> [Consigne]:
Selon le texte sur le projet Énergie Saguenay, en quelle année ce projet a-t-il été annoncé pour la première fois ?

══ Texte ══

Plusieurs projets concurrents ont pris récemment des décisions finales d’investissement et sont déjà en construction ou devraient l’être sous peu. Ainsi, la nouvelle capacité de production de GNL qu’apporterait l’initiateur dans le marché pourrait ne pas être nécessaire avant 2030.
Dans ce contexte, la commission considère que la compétition dans laquelle l’initiateur s’est engagé pour sécuriser des contrats de vente de GNL à long terme apparaît difficile et que la fenêtre d’opportunité pour le projet Énergie Saguenay semble s’être considérablement réduite depuis l’annonce initiale du projet, en 2014.
D’ailleurs, l’AIE émet des réserves sur le rôle de l’industrie gazière comme acteur de la transition énergétique, parce que cette industrie est elle-même une source importante d’émissions de GES, notamment dans les activités d’exploration et d’extraction, en amont de la chaîne d’approvisionnement.
Selon les scénarios de l’AIE qui sont en phase avec l’atteinte de l’objectif de l’Accord de Paris, les terminaux de liquéfaction existants ou actuellement en construction suffiraient pour combler la demande jusqu’en 2030 et risqueraient d’être en surnombre au-delà de 2040.
Par ailleurs, la commission considère que la mise en place de nouvelles infrastructures d’échange de GNL pourrait constituer un frein à la transition énergétique sur les marchés visés par le projet Énergie Saguenay. L’adhésion à long terme à cette chaîne d’approvisionnement, suivant le modèle d’affaires de GNLQ, aurait pour conséquence de verrouiller les choix énergétiques des pays clients et, conséquemment, les émissions de GES associées à la combustion du gaz naturel qui y serait livré. Ce faisant, la transition de ces pays vers une économie sobre en carbone pourrait en être retardée.
La commission constate que l’utilisation de l’électricité réduirait l’empreinte carbone des activités de liquéfaction de GNL Québec, mais les émissions de GES associées à l’approvisionnement en gaz naturel en amont et la substitution incertaine à des énergies plus polluantes en aval ne permettent pas à la commission de confirmer le bilan positif du projet mis de l’avant par l’initiateur. La commission est d’avis que le gouvernement ne peut escompter des réductions nettes de GES au niveau mondial. La valeur de référence associée au projet qui devrait être retenue pour la prise de décision gouvernementale serait plutôt un ajout net d’émissions de GES, bien que la commission ne puisse l’établir précisément.
Par ailleurs, avant de prendre une décision sur le projet, la commission est d’avis que le gouvernement devrait considérer les risques associés au trafic maritime sur les mammifères marins qui fréquentent le Saguenay et l’estuaire du Saint-Laurent, notamment le béluga. Elle souligne également qu’il y aurait lieu de prendre en compte les effets cumulatifs découlant des autres composantes du projet, soit le gazoduc de 780 km et la ligne d’alimentation électrique, ainsi que des autres projets en développement dans la zone industrialo-portuaire de Saguenay.

═══
══ Lignes fournies ══

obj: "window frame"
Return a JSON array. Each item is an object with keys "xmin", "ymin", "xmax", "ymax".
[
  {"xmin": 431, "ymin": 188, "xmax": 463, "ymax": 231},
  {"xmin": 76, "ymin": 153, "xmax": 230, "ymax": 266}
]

═══

> [Réponse attendue]:
En 2014.